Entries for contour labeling
►

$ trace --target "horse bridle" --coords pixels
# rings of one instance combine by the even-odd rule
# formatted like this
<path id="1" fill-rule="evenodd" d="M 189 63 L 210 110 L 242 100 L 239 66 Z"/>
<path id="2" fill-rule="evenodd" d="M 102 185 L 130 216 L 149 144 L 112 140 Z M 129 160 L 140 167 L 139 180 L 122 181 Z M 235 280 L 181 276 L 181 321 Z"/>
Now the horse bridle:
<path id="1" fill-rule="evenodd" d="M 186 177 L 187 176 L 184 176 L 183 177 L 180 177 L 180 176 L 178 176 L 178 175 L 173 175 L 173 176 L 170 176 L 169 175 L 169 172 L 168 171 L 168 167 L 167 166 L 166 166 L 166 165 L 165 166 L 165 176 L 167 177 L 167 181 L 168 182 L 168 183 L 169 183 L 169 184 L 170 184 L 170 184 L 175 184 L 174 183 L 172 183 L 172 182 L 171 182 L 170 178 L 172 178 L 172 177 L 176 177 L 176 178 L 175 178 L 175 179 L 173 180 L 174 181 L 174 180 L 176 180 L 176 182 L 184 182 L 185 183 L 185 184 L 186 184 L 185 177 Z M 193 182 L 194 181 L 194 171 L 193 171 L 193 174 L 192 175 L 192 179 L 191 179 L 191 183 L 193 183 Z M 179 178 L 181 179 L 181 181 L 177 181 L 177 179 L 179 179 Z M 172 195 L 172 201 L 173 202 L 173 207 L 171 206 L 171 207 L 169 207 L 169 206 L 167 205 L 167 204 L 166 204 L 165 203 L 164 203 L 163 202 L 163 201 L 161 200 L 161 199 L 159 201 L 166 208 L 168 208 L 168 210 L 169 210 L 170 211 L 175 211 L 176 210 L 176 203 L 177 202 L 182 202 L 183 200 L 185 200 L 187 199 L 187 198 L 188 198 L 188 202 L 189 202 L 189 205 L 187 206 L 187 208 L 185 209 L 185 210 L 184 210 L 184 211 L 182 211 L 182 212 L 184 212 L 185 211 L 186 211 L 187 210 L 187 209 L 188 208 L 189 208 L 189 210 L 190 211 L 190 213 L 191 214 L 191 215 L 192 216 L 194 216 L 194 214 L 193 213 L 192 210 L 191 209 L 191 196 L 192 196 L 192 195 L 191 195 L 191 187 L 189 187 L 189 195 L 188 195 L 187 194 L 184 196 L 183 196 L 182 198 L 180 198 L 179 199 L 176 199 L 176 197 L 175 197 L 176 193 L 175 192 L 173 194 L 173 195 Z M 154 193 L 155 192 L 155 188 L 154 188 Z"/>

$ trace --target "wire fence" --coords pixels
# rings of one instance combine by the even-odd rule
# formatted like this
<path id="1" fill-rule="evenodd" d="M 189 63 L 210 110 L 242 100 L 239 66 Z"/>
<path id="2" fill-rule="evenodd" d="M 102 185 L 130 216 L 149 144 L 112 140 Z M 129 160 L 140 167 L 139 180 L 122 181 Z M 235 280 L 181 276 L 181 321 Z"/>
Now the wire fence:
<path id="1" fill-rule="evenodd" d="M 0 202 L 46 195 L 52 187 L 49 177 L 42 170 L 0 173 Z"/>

◄
►

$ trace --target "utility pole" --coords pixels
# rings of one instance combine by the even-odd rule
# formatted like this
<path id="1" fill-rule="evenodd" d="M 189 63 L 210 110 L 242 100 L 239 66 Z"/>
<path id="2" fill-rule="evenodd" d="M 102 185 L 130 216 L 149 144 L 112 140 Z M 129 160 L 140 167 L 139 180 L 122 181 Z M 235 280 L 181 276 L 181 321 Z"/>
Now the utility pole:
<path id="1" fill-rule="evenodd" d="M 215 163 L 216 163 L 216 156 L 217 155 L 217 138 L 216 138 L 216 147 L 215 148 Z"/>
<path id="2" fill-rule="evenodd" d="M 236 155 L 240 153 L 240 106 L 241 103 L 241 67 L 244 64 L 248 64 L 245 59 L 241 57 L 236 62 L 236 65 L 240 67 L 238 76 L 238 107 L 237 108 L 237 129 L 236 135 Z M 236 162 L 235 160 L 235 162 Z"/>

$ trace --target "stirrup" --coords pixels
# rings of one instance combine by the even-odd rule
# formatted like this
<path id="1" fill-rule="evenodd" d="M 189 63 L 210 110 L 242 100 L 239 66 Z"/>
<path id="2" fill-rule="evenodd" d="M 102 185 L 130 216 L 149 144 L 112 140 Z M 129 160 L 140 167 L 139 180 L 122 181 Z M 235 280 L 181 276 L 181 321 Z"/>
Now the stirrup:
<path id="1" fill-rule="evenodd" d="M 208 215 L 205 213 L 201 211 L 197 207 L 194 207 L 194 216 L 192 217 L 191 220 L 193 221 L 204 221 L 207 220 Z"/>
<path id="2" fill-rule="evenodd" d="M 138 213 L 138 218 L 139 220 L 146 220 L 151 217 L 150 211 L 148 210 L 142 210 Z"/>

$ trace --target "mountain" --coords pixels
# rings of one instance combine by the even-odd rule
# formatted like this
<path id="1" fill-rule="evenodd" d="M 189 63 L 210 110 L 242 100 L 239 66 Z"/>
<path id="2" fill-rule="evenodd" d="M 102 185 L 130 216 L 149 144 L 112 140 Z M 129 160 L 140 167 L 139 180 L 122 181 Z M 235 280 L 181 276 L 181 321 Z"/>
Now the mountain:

◄

[Exercise objective]: Identify each line of the records above that contains the word "coords" and copy all of those lines in full.

[The reply]:
$ trace --target "horse bridle" --coords pixels
$ trace --target "wire fence" --coords pixels
$ trace --target "utility pole" --coords pixels
$ trace --target "stirrup" --coords pixels
$ trace --target "mountain" --coords pixels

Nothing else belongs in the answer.